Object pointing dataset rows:
* * *
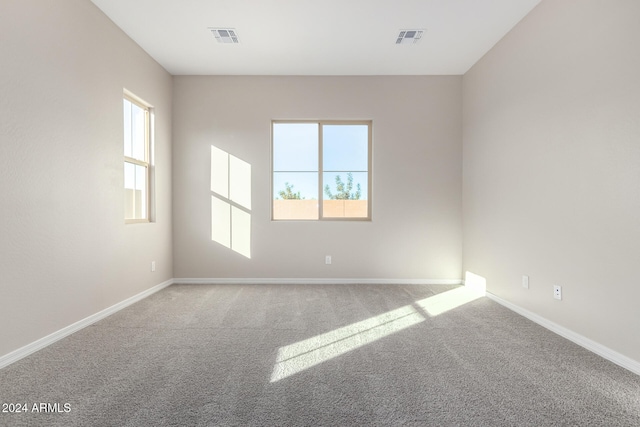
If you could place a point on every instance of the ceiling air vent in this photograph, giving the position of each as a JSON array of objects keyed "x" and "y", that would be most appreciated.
[
  {"x": 225, "y": 35},
  {"x": 409, "y": 36}
]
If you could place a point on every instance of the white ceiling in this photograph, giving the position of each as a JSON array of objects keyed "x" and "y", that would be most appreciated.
[{"x": 316, "y": 37}]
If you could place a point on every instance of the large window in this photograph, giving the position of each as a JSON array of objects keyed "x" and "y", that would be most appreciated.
[
  {"x": 321, "y": 170},
  {"x": 136, "y": 160}
]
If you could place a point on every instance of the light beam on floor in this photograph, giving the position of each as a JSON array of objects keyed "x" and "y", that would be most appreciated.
[{"x": 305, "y": 354}]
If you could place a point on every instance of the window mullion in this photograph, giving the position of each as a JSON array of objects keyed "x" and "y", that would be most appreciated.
[{"x": 320, "y": 174}]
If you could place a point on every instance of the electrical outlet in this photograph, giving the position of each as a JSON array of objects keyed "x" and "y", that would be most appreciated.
[{"x": 557, "y": 292}]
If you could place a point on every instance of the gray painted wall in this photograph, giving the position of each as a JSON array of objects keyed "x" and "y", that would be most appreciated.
[
  {"x": 552, "y": 168},
  {"x": 65, "y": 252},
  {"x": 416, "y": 228}
]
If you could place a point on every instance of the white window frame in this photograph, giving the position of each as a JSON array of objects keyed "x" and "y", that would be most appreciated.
[
  {"x": 320, "y": 171},
  {"x": 145, "y": 162}
]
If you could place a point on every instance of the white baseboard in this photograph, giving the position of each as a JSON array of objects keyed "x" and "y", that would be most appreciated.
[
  {"x": 316, "y": 281},
  {"x": 28, "y": 349},
  {"x": 599, "y": 349}
]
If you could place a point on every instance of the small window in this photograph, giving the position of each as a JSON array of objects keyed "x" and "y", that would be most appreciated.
[
  {"x": 136, "y": 160},
  {"x": 321, "y": 170}
]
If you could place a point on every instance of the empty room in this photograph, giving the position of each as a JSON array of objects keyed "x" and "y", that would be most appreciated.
[{"x": 301, "y": 212}]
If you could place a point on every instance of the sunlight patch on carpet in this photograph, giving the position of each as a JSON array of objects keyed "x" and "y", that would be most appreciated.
[{"x": 303, "y": 355}]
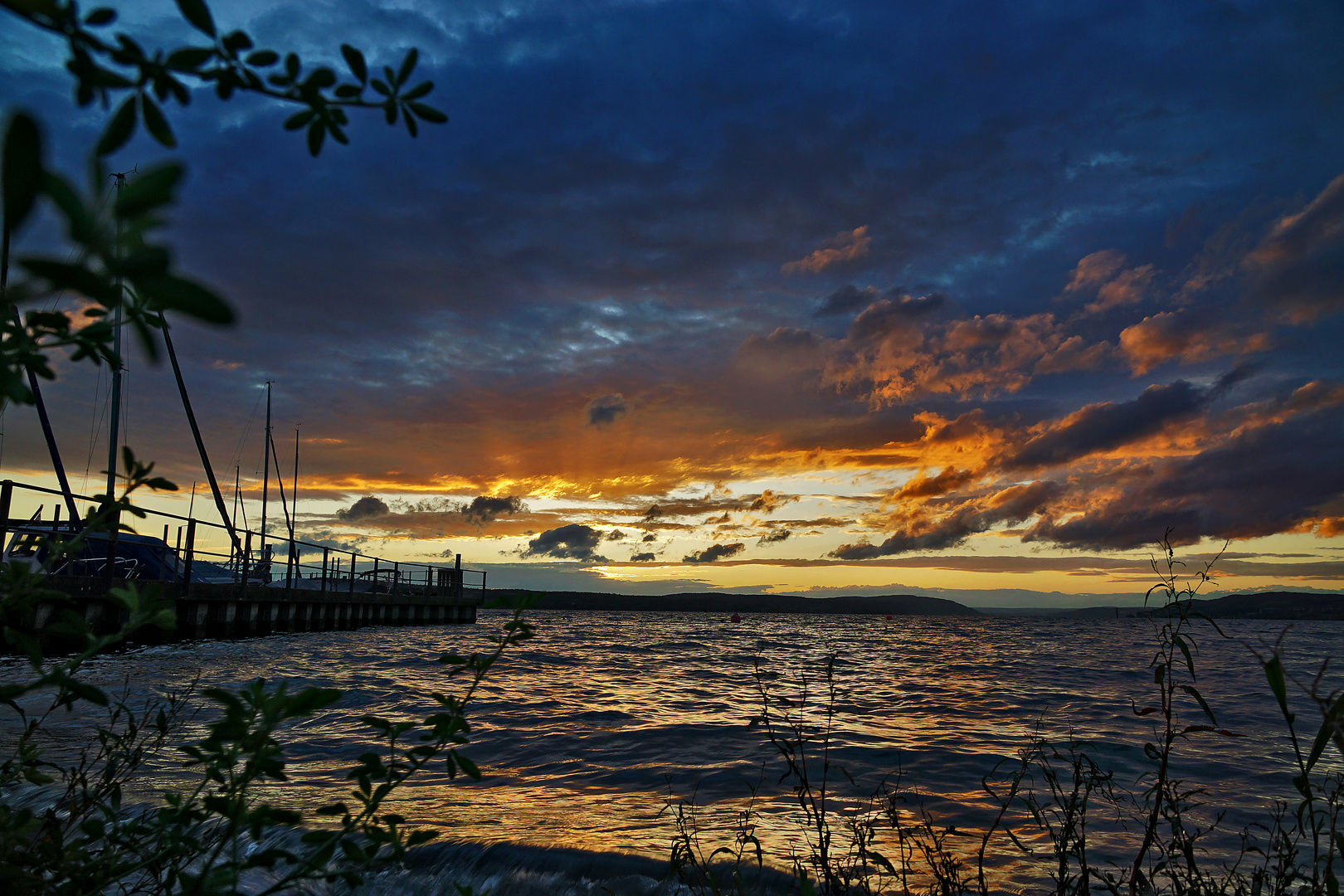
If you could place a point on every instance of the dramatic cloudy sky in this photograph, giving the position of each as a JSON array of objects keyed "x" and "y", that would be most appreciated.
[{"x": 817, "y": 297}]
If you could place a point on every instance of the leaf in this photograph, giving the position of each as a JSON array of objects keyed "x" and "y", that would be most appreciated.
[
  {"x": 299, "y": 119},
  {"x": 1328, "y": 726},
  {"x": 22, "y": 168},
  {"x": 119, "y": 130},
  {"x": 1199, "y": 698},
  {"x": 166, "y": 293},
  {"x": 418, "y": 90},
  {"x": 355, "y": 60},
  {"x": 1274, "y": 674},
  {"x": 156, "y": 124},
  {"x": 1185, "y": 649},
  {"x": 427, "y": 113},
  {"x": 320, "y": 78},
  {"x": 75, "y": 277},
  {"x": 407, "y": 66},
  {"x": 197, "y": 14},
  {"x": 149, "y": 191}
]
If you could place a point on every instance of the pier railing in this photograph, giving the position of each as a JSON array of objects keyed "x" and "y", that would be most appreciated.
[{"x": 201, "y": 551}]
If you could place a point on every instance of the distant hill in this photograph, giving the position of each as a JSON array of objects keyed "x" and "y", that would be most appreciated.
[
  {"x": 905, "y": 605},
  {"x": 1265, "y": 605}
]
* * *
Task directions:
Can you copy, word for word, everything from the line containing "of the dramatic" down to the end of the items?

Correct result:
If you could place a point on every instance of the dramatic cloudy sky in this photograph, giving the position of each as a JSON array of objects keyed "x" and "y", that would be most appreciated.
[{"x": 817, "y": 297}]
If you could place a point on every instance of the leaf in this photograph, giving the position of each as a JSON array of objects keyed "x" and "y", that would be most appreciated.
[
  {"x": 299, "y": 119},
  {"x": 1328, "y": 726},
  {"x": 22, "y": 168},
  {"x": 119, "y": 130},
  {"x": 1199, "y": 698},
  {"x": 166, "y": 293},
  {"x": 418, "y": 90},
  {"x": 355, "y": 60},
  {"x": 1274, "y": 674},
  {"x": 156, "y": 124},
  {"x": 1185, "y": 649},
  {"x": 427, "y": 113},
  {"x": 320, "y": 78},
  {"x": 75, "y": 277},
  {"x": 407, "y": 66},
  {"x": 197, "y": 14},
  {"x": 149, "y": 191}
]
If you could place a point on every instance of the pier railing in this photograph, giving the position of each as a JSON array of objects keyed "x" and "y", that would be most appreciated.
[{"x": 201, "y": 551}]
If you could place a point on every instance of the distant hill in this photograph, giving the position of each as a JSON array of objects keyed "x" and "y", that would be most appreciated.
[
  {"x": 905, "y": 605},
  {"x": 1265, "y": 605}
]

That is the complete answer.